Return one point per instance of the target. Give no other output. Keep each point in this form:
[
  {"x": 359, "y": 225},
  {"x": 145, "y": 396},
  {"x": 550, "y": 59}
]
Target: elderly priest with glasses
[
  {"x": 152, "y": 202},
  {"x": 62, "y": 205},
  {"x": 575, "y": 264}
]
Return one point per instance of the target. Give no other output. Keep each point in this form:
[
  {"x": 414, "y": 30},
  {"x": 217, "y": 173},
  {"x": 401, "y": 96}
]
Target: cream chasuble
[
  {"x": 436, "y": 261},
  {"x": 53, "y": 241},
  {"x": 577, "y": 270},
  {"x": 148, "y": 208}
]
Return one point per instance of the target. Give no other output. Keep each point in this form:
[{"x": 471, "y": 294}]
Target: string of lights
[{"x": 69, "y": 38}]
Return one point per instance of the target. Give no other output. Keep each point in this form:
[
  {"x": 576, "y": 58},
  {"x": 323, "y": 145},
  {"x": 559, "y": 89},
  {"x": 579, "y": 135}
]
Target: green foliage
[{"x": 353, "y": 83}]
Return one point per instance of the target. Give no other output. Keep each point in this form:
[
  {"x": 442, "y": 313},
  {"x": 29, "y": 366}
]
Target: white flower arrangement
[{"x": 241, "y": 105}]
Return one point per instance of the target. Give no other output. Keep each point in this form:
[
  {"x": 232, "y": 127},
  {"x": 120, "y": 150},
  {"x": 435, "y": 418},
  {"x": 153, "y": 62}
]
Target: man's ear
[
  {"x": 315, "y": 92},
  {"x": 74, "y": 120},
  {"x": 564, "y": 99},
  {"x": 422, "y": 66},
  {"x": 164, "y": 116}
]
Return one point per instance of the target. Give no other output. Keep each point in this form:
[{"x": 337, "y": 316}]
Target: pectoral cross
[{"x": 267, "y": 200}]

§ §

When you answer, retype all of the material exactly as it appears above.

Return one point per instance of the target. Give no other output. Keep each point in this form:
[
  {"x": 359, "y": 225},
  {"x": 145, "y": 396},
  {"x": 550, "y": 59}
]
Target: elderly priest with glasses
[
  {"x": 152, "y": 202},
  {"x": 62, "y": 205},
  {"x": 575, "y": 264}
]
Return one point per instance of the target. Give no other output. Keep each point in this form:
[
  {"x": 414, "y": 30},
  {"x": 217, "y": 173},
  {"x": 401, "y": 96}
]
Target: cream chasuble
[
  {"x": 436, "y": 261},
  {"x": 53, "y": 241},
  {"x": 577, "y": 270},
  {"x": 148, "y": 208}
]
Return one point per instance of the target. Give no other output. Keep each point in this form:
[{"x": 471, "y": 294}]
Target: string of lights
[{"x": 69, "y": 38}]
Return one point per instance of the target. Give no other output. Keep each point in this form:
[
  {"x": 576, "y": 58},
  {"x": 323, "y": 145},
  {"x": 559, "y": 89},
  {"x": 579, "y": 135}
]
Target: green foliage
[{"x": 353, "y": 83}]
Return one point per instance of the target. Give no other output. Keep each point in this form:
[
  {"x": 442, "y": 313},
  {"x": 29, "y": 366}
]
Target: white flower arrangement
[{"x": 241, "y": 105}]
Return one point per instance of the target. Give no other output. Keep each point in this form:
[
  {"x": 232, "y": 127},
  {"x": 120, "y": 150},
  {"x": 435, "y": 418},
  {"x": 153, "y": 62}
]
Target: man's ear
[
  {"x": 315, "y": 92},
  {"x": 74, "y": 120},
  {"x": 564, "y": 99},
  {"x": 422, "y": 66},
  {"x": 164, "y": 116}
]
Return one point per instance of the target. Give no other output. Keep each point in this form:
[{"x": 337, "y": 316}]
Target: pectoral cross
[{"x": 267, "y": 200}]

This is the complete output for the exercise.